SET PROBLEM – Put the lines below into a numbered list, leaving out any blank lines.

DATA RECORDS –
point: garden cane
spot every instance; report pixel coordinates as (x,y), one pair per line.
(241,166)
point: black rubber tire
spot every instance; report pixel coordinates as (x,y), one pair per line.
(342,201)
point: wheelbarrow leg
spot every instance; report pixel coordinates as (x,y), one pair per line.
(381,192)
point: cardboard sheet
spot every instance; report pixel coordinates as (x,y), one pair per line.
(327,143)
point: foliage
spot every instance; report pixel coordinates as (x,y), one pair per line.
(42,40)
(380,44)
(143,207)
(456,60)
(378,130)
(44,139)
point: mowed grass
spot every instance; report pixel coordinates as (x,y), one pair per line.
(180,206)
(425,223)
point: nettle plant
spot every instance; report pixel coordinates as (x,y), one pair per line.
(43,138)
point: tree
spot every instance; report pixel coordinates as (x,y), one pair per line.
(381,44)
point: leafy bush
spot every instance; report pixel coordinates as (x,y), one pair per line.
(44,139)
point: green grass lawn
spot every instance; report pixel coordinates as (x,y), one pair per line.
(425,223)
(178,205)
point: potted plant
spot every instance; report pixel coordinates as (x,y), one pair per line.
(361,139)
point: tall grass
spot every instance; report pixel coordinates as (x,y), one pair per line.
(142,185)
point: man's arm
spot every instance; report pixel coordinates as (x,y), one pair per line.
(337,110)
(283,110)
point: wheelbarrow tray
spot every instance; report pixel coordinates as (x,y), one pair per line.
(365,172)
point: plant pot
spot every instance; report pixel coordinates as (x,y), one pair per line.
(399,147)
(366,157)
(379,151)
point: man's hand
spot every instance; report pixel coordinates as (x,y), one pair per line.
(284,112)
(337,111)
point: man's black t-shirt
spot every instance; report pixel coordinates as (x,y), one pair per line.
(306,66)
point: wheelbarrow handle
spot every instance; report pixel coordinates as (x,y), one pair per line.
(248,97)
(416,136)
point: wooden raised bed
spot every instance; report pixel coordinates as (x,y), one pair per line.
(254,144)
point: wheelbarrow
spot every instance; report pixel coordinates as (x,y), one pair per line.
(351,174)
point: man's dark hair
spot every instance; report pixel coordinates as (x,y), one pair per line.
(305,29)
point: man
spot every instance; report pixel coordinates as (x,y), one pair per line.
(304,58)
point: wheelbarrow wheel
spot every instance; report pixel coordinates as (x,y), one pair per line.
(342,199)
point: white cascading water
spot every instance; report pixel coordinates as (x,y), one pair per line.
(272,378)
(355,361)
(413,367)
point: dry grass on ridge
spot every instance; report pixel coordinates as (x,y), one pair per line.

FULL OUTPUT –
1. point: garden cane
2. spot every instance; report pixel coordinates as (x,y), one pair per line.
3. (241,166)
4. point: black rubber tire
5. spot every instance; report pixel coordinates as (x,y), one pair per line.
6. (342,201)
7. point: wheelbarrow leg
8. spot every instance; report pixel coordinates as (x,y), one pair per line.
9. (381,192)
10. point: cardboard sheet
11. spot every instance; report pixel coordinates as (x,y), one pair per line.
12. (327,143)
13. point: foliage
14. spot every instance; report pixel coordinates as (x,y), one pair per line.
15. (42,40)
16. (380,44)
17. (143,207)
18. (456,60)
19. (378,130)
20. (44,139)
21. point: mowed grass
22. spot every instance; report pixel coordinates as (x,y), one pair per line.
23. (180,206)
24. (425,223)
25. point: nettle plant
26. spot every instance; report pixel coordinates as (x,y), one pair per line.
27. (43,138)
28. point: tree
29. spot every instance; report pixel coordinates as (x,y), one pair per line.
30. (381,44)
31. point: leafy bush
32. spot every instance; report pixel coordinates as (x,y), one pair per line.
33. (44,139)
34. point: green grass lawn
35. spot every instance; report pixel coordinates as (x,y), one pair per line.
36. (425,223)
37. (178,205)
38. point: potted plant
39. spot every instance; report pixel coordinates as (x,y), one pair per line.
40. (361,139)
41. point: tall grass
42. spot every instance; report pixel coordinates as (x,y), one pair per line.
43. (142,185)
44. point: man's arm
45. spot every instance; report pixel coordinates as (x,y), one pair per line.
46. (337,110)
47. (283,110)
48. point: wheelbarrow tray
49. spot every instance; report pixel coordinates as (x,y), one pair per line.
50. (365,172)
51. point: plant pot
52. spot every instance; report pixel coordinates as (x,y), one pair per line.
53. (399,147)
54. (366,157)
55. (379,151)
56. point: man's hand
57. spot every instance; report pixel coordinates as (x,y), one pair per line.
58. (284,112)
59. (337,111)
60. point: man's black t-shirt
61. spot every instance; report pixel coordinates as (x,y), one pair per line.
62. (306,66)
63. point: wheelbarrow handle
64. spot every instance; report pixel coordinates as (x,y), one pair per line.
65. (248,97)
66. (416,136)
67. point: wooden raised bed
68. spot every instance; report pixel coordinates as (x,y), one pair per line.
69. (254,144)
70. point: wheelbarrow
71. spot every instance; report pixel coordinates as (x,y), one pair per line.
72. (351,174)
73. point: man's dark hair
74. spot every instance; report pixel coordinates as (x,y), one pair per line.
75. (305,29)
76. point: man
77. spot every instance; report pixel coordinates as (x,y), one pair per line.
78. (304,58)
79. point: wheelbarrow wheel
80. spot every instance; report pixel coordinates as (x,y), one pair per line.
81. (342,199)
82. point: white cascading water
83. spot every instance; report pixel coordinates as (x,y), one pair per line.
84. (272,378)
85. (355,361)
86. (413,367)
87. point: dry grass on ridge
88. spot every instance; report pixel coordinates as (x,y), one pair per line.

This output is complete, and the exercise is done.